■ DIRECTIONS FOR THIS TASK:
Give the data again word for word; drop the pictures.

■ GIVEN DATA:

>>

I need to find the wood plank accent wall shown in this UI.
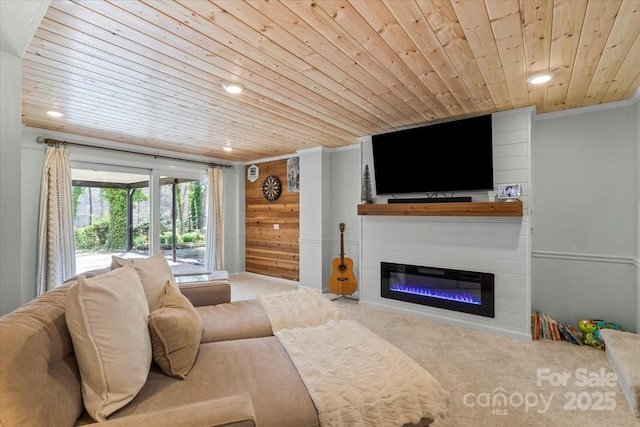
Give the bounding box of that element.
[245,159,299,281]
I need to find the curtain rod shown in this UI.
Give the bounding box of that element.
[35,136,232,169]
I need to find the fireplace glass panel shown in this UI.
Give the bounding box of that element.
[381,262,494,318]
[389,271,482,305]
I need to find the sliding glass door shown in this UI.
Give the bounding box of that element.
[71,164,150,274]
[71,163,209,277]
[159,176,208,276]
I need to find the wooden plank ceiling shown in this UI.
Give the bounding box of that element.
[22,0,640,162]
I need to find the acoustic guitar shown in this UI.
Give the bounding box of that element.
[328,222,357,296]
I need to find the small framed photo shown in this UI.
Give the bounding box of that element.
[287,157,299,192]
[498,184,521,200]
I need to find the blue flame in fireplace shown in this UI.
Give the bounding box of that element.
[389,283,481,305]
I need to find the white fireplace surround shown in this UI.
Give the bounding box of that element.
[359,108,533,341]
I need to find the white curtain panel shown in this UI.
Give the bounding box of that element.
[205,167,224,272]
[37,144,76,295]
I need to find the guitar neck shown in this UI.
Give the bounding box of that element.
[340,231,345,263]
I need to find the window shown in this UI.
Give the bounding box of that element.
[72,165,150,274]
[159,176,208,276]
[71,162,210,277]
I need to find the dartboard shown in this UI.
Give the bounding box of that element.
[262,175,281,201]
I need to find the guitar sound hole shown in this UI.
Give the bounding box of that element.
[338,264,347,273]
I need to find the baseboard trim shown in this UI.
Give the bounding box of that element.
[533,250,636,266]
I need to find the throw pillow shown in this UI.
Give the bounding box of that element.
[148,282,204,379]
[111,252,178,311]
[65,265,152,422]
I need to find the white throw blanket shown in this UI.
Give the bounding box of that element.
[258,288,344,331]
[258,290,451,426]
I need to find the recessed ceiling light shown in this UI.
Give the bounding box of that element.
[222,83,243,94]
[527,73,553,85]
[46,110,64,117]
[223,146,233,152]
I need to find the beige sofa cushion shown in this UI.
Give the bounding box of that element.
[198,299,273,343]
[0,285,84,427]
[111,252,178,311]
[65,265,152,421]
[149,282,204,379]
[179,279,232,307]
[108,337,320,427]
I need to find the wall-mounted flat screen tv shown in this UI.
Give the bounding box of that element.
[371,114,493,195]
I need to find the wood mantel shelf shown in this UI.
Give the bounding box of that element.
[357,199,523,217]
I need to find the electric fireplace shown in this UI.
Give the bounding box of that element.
[381,262,495,318]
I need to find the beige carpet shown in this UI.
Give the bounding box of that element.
[229,273,639,427]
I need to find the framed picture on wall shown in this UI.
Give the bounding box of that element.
[498,184,521,200]
[287,157,299,192]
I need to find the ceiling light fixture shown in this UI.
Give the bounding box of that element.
[46,110,64,117]
[222,83,243,94]
[527,73,553,85]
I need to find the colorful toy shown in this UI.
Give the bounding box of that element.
[578,319,625,350]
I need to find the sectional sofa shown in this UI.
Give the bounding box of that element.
[0,254,451,426]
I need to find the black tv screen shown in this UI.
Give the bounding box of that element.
[371,114,493,195]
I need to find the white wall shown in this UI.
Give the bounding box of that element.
[327,146,361,295]
[0,52,23,315]
[532,99,639,332]
[358,108,533,341]
[0,0,49,315]
[298,147,327,291]
[292,146,361,292]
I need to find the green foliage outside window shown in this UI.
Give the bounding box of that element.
[132,188,148,222]
[101,188,127,250]
[181,231,201,243]
[72,187,85,219]
[73,180,205,253]
[176,184,184,234]
[188,181,203,231]
[75,219,110,250]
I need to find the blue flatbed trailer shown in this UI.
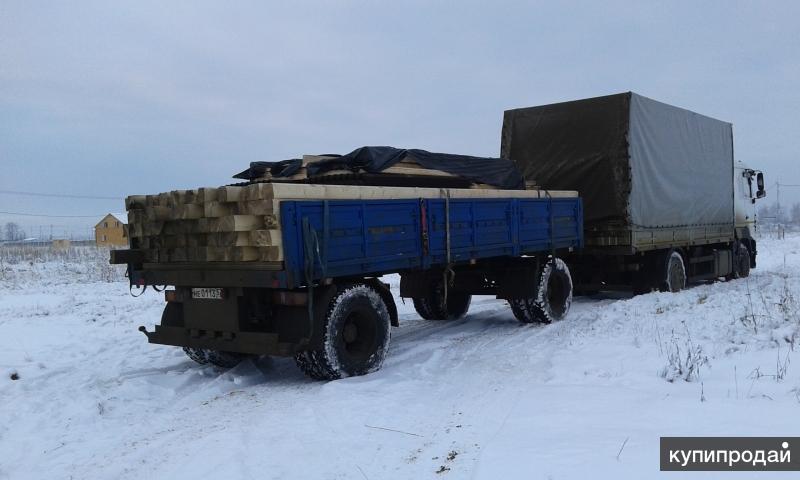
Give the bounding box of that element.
[280,196,583,288]
[118,194,583,379]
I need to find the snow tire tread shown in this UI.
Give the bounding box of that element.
[294,283,391,380]
[510,257,573,324]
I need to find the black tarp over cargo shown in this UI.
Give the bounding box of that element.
[235,146,525,190]
[501,92,735,234]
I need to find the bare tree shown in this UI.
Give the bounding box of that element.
[4,222,24,241]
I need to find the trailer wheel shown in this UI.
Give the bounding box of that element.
[181,348,246,368]
[510,257,573,324]
[182,347,209,365]
[412,280,471,320]
[293,351,328,380]
[160,304,248,368]
[660,250,687,292]
[205,350,247,368]
[294,283,391,380]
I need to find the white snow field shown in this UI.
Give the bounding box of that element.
[1,235,800,479]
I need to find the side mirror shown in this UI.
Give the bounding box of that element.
[756,172,766,199]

<<

■ WRITTEN RESPONSE:
I need to find the wood plank accent wall shown in this UI.
Give the bounding box of that element.
[245,159,299,281]
I need to find the curtain rod shown in this UI.
Give the bounding box of that element.
[35,136,232,169]
I need to find the fireplace glass panel shown in this UI.
Give the bounding box of that element.
[381,262,494,318]
[389,271,482,305]
I need to find the sliding glass door shown in this UI.
Give the bounding box of that element.
[71,164,150,274]
[71,163,209,277]
[159,176,208,276]
I need to find the wooden plank ceiling shown in this UI.
Give the bounding box of that element.
[22,0,640,162]
I need to find the acoustic guitar shown in this UI.
Give the bounding box of that element.
[328,222,357,296]
I need to find the small framed photo shown in this UI.
Give the bounding box of that element.
[287,157,299,192]
[498,184,521,200]
I need to find the blue flame in fireplace shown in this UI.
Give the bounding box of that element.
[389,283,481,305]
I need to find the white fireplace surround shown in this UI.
Give the bounding box of that element.
[359,108,533,341]
I need to find the white curtain panel shown in this UI.
Give the bounding box of that element.
[205,167,224,272]
[37,144,76,295]
I need to find the guitar neck shown in this UI.
Give the bounding box of that element.
[340,231,345,263]
I need to find the window shown in this UI.
Give the bounding box of that element.
[72,165,150,274]
[159,176,208,276]
[71,162,210,277]
I need to find the dartboard shown in this UI.
Give the bounding box of that element.
[262,175,281,201]
I need to find the guitar sound hole shown in this UI.
Give the bounding box of that element.
[338,264,347,273]
I need to find the baseboard trim shown in this UI.
Give the bounding box of that element.
[533,250,636,266]
I need to find the throw pillow shown in this UI.
Give the bounding box of that element.
[148,282,204,379]
[111,252,178,311]
[65,265,152,422]
I need to find the white throw blanket shown in this UI.
Give the bounding box of that element.
[258,288,344,331]
[258,290,451,426]
I need to find the recessed ceiling light shown in this UI.
Give the bounding box of that element.
[222,83,243,94]
[527,73,553,85]
[46,110,64,117]
[223,146,233,152]
I need to find the beige sofa cushion shown in this UI.
Give the bounding box of that element.
[198,299,273,343]
[0,285,84,427]
[111,252,178,311]
[65,265,152,421]
[149,282,204,379]
[179,279,232,307]
[108,337,320,427]
I need to find the wall-mounted flat screen tv shown in this UI.
Give the bounding box of that element.
[371,114,493,195]
I need to find the wood mantel shelf shown in this UI.
Give the bounding box of that element.
[357,199,523,217]
I need to find the electric fireplace shown in this UI.
Give the bounding box of that element.
[381,262,495,318]
I need to find the beige carpet shown in this UI.
Give the bounding box of that element.
[229,273,639,427]
I need to find the framed picture on wall shown in this UI.
Give the bounding box of that element.
[498,184,521,200]
[287,157,299,192]
I need to find the ceiling light fixture shown in this UI.
Give the bounding box of that element.
[46,110,64,117]
[222,83,243,94]
[527,73,553,85]
I need to find the colorful toy shown in this UI.
Give the bounding box of that element.
[578,319,625,350]
I need to find the sectional sofa shown in this UI.
Give the bounding box of that element.
[0,254,451,426]
I need to find the black tv screen shown in this UI.
Give the bounding box of that element.
[371,114,493,195]
I need to find the white wall shown in this UI.
Give the bounding box of that element.
[327,146,361,295]
[0,52,23,315]
[532,99,639,332]
[358,108,533,341]
[0,0,49,315]
[298,147,327,291]
[292,146,361,292]
I need to find the green foliage outside window shown in this UI.
Give the bounding box of that element.
[132,188,148,222]
[101,188,127,250]
[181,231,201,243]
[72,187,85,219]
[73,180,205,253]
[176,184,184,234]
[188,181,203,231]
[75,219,110,250]
I need to find the blue flatbed trailer shown in this UI.
Give the bounding box of that element.
[280,196,583,288]
[118,194,583,379]
I need to find the snow tire tread shown in this UI.
Give the bounding box of that element.
[294,283,391,380]
[510,257,573,324]
I need to find the black tarp over cargo shown in this UI.
Give the bounding box of that element.
[235,146,525,190]
[501,92,735,234]
I need to find the bare tree shown in this UI.
Give the bounding box of that element.
[4,222,24,241]
I need to find the trailer wheel shown in this UI.
Give the bounding box of that element.
[181,348,246,368]
[510,257,573,324]
[182,347,209,365]
[412,280,471,320]
[293,351,328,380]
[160,304,248,368]
[660,250,687,292]
[205,350,247,368]
[294,283,391,380]
I need to find the white snow field shown in this UI.
Give the bounding box of that element.
[1,235,800,479]
I need to find the side mirror shown in this UI.
Give the bounding box of that element.
[756,172,766,199]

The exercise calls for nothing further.